Outline rows:

=-=-=-=-=

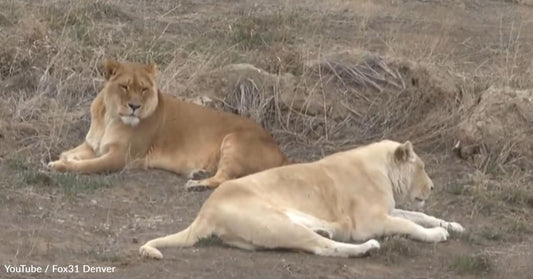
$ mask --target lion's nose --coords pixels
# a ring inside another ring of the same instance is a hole
[[[132,104],[132,103],[129,103],[128,106],[131,108],[131,110],[135,111],[136,109],[140,108],[141,105],[136,105],[136,104]]]

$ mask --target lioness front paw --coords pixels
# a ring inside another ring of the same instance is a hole
[[[185,183],[185,189],[187,191],[201,192],[211,189],[209,186],[202,184],[201,180],[189,180]]]
[[[189,175],[187,176],[187,178],[190,180],[205,179],[207,177],[209,177],[209,172],[204,169],[194,170],[191,173],[189,173]]]
[[[446,225],[445,229],[451,232],[462,233],[465,231],[465,228],[461,226],[461,224],[456,223],[456,222],[446,222],[445,225]]]
[[[156,260],[160,260],[163,258],[163,254],[161,254],[159,250],[157,250],[154,247],[147,246],[147,245],[143,245],[141,246],[141,248],[139,248],[139,254],[142,257],[152,258]]]
[[[61,160],[50,162],[48,163],[48,169],[57,172],[65,172],[67,171],[67,162]]]
[[[426,229],[426,241],[428,242],[441,242],[446,241],[450,234],[445,228],[436,227]]]

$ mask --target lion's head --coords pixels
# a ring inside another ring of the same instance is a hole
[[[136,126],[154,113],[158,104],[155,71],[154,64],[104,61],[104,103],[111,117]]]
[[[392,161],[395,167],[391,169],[390,178],[395,200],[423,206],[434,186],[411,142],[398,145]]]

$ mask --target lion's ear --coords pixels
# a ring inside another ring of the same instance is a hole
[[[106,80],[109,80],[112,76],[114,76],[117,73],[117,70],[120,67],[120,63],[112,59],[106,59],[104,60],[103,66],[104,66],[104,78]]]
[[[148,66],[146,66],[146,70],[152,75],[155,75],[155,72],[157,71],[157,65],[154,62],[151,62]]]
[[[413,162],[415,161],[415,151],[410,141],[400,144],[394,151],[394,157],[399,162]]]

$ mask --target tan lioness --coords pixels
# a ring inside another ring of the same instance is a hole
[[[155,72],[154,64],[104,61],[85,141],[49,166],[81,173],[161,168],[189,175],[189,189],[205,189],[288,162],[258,124],[161,93]],[[214,176],[193,180],[201,173]]]
[[[189,247],[211,235],[242,249],[287,248],[340,257],[379,248],[368,239],[380,235],[444,241],[447,230],[461,232],[463,227],[395,209],[396,201],[422,205],[432,189],[411,143],[384,140],[227,181],[188,228],[150,240],[139,252],[161,259],[159,247]]]

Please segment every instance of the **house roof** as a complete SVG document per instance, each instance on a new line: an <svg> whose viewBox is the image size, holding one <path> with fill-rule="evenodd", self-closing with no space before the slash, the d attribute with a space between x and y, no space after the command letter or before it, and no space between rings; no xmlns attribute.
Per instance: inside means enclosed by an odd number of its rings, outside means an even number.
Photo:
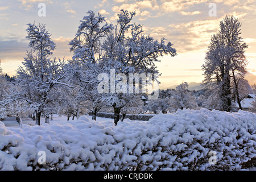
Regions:
<svg viewBox="0 0 256 182"><path fill-rule="evenodd" d="M241 104L242 105L242 107L243 108L250 108L253 107L252 103L256 99L256 95L253 94L248 94L248 96L246 97L247 98L243 98L241 101ZM238 104L237 104L237 107L238 107Z"/></svg>

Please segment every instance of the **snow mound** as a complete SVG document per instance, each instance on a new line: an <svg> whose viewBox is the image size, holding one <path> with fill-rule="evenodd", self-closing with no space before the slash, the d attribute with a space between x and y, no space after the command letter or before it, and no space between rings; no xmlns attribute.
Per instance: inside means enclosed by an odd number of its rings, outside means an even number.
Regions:
<svg viewBox="0 0 256 182"><path fill-rule="evenodd" d="M179 110L115 126L86 117L7 128L0 122L1 170L238 170L255 166L256 114ZM39 151L46 163L39 164ZM213 155L212 155L213 154ZM212 159L215 160L213 163Z"/></svg>

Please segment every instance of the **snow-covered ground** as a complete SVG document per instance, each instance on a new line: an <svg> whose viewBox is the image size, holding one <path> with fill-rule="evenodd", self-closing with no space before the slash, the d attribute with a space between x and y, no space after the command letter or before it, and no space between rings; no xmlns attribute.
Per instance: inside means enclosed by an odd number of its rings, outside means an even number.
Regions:
<svg viewBox="0 0 256 182"><path fill-rule="evenodd" d="M90 118L55 115L42 126L24 118L23 129L0 122L0 169L255 169L245 164L256 158L256 114L184 109L117 126Z"/></svg>

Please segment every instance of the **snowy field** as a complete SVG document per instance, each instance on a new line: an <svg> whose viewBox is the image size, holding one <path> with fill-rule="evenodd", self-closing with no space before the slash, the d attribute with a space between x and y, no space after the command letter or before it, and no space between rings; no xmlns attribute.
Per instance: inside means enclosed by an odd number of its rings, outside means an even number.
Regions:
<svg viewBox="0 0 256 182"><path fill-rule="evenodd" d="M207 109L149 121L54 115L0 122L2 170L255 170L256 114ZM45 164L39 164L42 151ZM41 159L41 158L40 158Z"/></svg>

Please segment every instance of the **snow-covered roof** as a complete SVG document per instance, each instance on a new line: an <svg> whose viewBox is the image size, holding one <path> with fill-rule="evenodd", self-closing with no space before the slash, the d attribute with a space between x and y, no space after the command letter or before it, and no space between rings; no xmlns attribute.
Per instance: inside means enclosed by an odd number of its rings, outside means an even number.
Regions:
<svg viewBox="0 0 256 182"><path fill-rule="evenodd" d="M254 96L255 97L255 96ZM241 102L242 107L243 108L250 108L253 106L252 103L255 101L254 98L244 98ZM238 104L237 105L238 106Z"/></svg>

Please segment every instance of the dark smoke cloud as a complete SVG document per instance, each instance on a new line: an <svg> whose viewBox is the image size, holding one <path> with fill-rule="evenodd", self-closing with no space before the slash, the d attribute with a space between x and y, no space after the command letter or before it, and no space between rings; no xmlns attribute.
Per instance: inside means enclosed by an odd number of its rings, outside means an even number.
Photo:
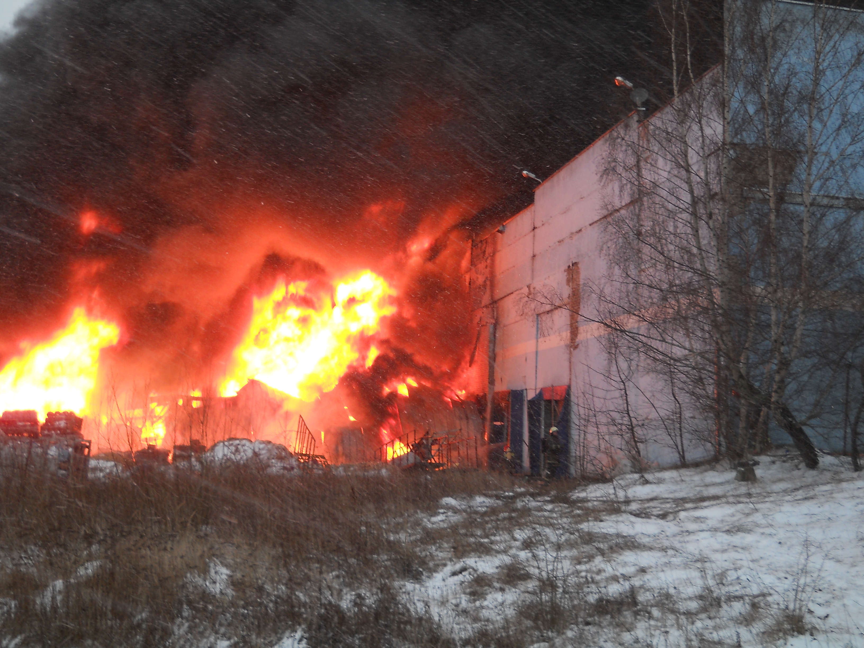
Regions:
<svg viewBox="0 0 864 648"><path fill-rule="evenodd" d="M215 248L266 221L282 242L250 251L229 292L268 254L350 267L428 233L404 296L426 327L403 337L449 339L455 320L429 325L430 302L459 302L442 233L523 206L522 168L550 173L611 125L610 79L644 65L631 44L650 48L646 7L45 2L0 42L0 330L50 328L81 276L139 344L218 327L230 298L194 309L153 269L218 265Z"/></svg>

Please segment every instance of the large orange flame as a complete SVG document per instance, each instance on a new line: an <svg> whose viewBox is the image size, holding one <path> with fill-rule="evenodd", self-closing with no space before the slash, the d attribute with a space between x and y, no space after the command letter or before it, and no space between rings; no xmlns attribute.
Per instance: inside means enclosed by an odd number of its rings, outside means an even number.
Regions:
<svg viewBox="0 0 864 648"><path fill-rule="evenodd" d="M403 443L398 439L395 440L391 444L387 446L387 461L392 461L397 457L401 457L403 454L407 454L411 451L408 446Z"/></svg>
<svg viewBox="0 0 864 648"><path fill-rule="evenodd" d="M332 295L310 294L308 282L280 281L270 295L254 299L251 322L234 349L219 392L233 396L254 378L296 398L314 400L361 359L364 340L396 310L393 294L370 271L340 282Z"/></svg>
<svg viewBox="0 0 864 648"><path fill-rule="evenodd" d="M99 352L120 339L117 324L75 308L68 324L47 342L22 343L21 354L0 371L0 410L72 410L87 414Z"/></svg>

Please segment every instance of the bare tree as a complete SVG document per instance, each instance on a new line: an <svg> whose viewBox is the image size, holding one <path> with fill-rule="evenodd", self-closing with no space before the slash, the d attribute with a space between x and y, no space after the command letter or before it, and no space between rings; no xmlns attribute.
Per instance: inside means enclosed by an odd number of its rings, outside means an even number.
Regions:
<svg viewBox="0 0 864 648"><path fill-rule="evenodd" d="M684 90L689 12L671 12L672 101L610 147L610 200L625 207L589 287L596 317L629 341L614 353L714 411L727 452L759 449L772 417L815 467L804 426L862 343L864 22L730 2L722 64Z"/></svg>

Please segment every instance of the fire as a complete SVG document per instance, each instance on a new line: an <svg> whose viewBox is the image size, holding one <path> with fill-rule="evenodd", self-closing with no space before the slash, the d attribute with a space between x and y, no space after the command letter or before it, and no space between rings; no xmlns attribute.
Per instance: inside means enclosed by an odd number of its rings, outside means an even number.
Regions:
<svg viewBox="0 0 864 648"><path fill-rule="evenodd" d="M161 447L165 440L165 416L168 415L168 405L162 405L158 401L149 404L147 416L141 410L136 410L136 414L141 414L143 421L141 425L141 440L145 443L152 443Z"/></svg>
<svg viewBox="0 0 864 648"><path fill-rule="evenodd" d="M219 392L233 396L254 378L296 398L314 400L336 386L360 358L362 340L378 331L381 318L395 312L393 294L370 271L337 283L332 295L310 293L308 282L280 281L270 295L254 299L251 321Z"/></svg>
<svg viewBox="0 0 864 648"><path fill-rule="evenodd" d="M410 448L397 439L393 441L391 444L387 446L387 461L392 461L397 457L401 457L403 454L407 454L409 452L410 452Z"/></svg>
<svg viewBox="0 0 864 648"><path fill-rule="evenodd" d="M99 217L92 210L81 213L81 233L92 234L96 228L99 226Z"/></svg>
<svg viewBox="0 0 864 648"><path fill-rule="evenodd" d="M47 342L23 342L21 354L0 371L0 408L87 413L99 352L120 339L117 324L75 308L67 326Z"/></svg>
<svg viewBox="0 0 864 648"><path fill-rule="evenodd" d="M409 395L408 394L408 385L411 385L412 387L416 387L417 386L417 381L415 380L412 378L403 378L402 382L400 382L398 380L394 381L394 382L391 382L389 384L385 384L384 385L384 390L382 391L382 393L383 393L384 396L387 396L387 394L389 394L389 393L391 393L392 391L395 391L399 396L406 396L407 397Z"/></svg>

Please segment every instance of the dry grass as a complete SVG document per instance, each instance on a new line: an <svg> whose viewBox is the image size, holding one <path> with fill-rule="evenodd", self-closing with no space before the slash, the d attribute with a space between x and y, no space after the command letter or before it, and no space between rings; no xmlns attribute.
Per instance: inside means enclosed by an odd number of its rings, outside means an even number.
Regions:
<svg viewBox="0 0 864 648"><path fill-rule="evenodd" d="M76 481L17 456L0 467L0 625L20 646L271 646L301 625L313 645L447 645L390 587L426 569L399 538L442 497L499 487L478 472L244 466Z"/></svg>
<svg viewBox="0 0 864 648"><path fill-rule="evenodd" d="M442 511L442 498L481 494L482 505ZM18 454L0 462L0 645L161 648L242 638L234 645L271 648L302 627L310 648L522 648L556 637L580 645L610 627L621 636L651 624L686 628L730 610L754 632L769 619L766 644L809 631L799 613L805 573L789 613L759 595L736 600L709 567L686 600L660 585L628 585L625 575L600 582L592 562L610 564L636 547L584 528L617 514L619 502L573 495L572 484L476 471L298 477L238 465L61 480ZM491 571L467 573L470 561L505 554ZM518 596L492 622L469 607L467 633L455 617L442 626L401 588L454 562L472 606ZM707 637L689 643L735 645L734 634Z"/></svg>

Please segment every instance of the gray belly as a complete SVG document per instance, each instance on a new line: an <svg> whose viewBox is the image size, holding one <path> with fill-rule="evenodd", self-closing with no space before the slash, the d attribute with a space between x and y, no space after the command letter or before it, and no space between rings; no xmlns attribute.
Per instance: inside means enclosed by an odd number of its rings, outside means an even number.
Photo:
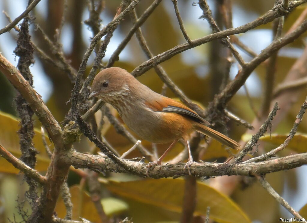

=-=-=-=-=

Task objective: Rewrite everything from the line with "Please segment every instance of the **house" down to the line with "104L242 105L242 107L243", changing "Photo" to "Image" and keeping all else the same. Leave the pictures out.

Result for this exercise:
Please segment every instance of the **house roof** as a complete SVG document per instance, each instance on a new line: an <svg> whose viewBox is the image size, holding one <path> with fill-rule="evenodd", self-closing with no space before the slash, the d attribute with a space between x and y, no space after the command letter or before it, and no space between rings; no xmlns attribute.
Per instance: inside means enclosed by an odd number of its rings, outside means an even number.
Image:
Regions:
<svg viewBox="0 0 256 182"><path fill-rule="evenodd" d="M241 104L242 105L242 107L243 108L250 108L253 107L252 103L256 99L256 95L253 94L248 94L248 96L246 97L247 98L243 98L241 101ZM238 104L237 104L237 107L238 107Z"/></svg>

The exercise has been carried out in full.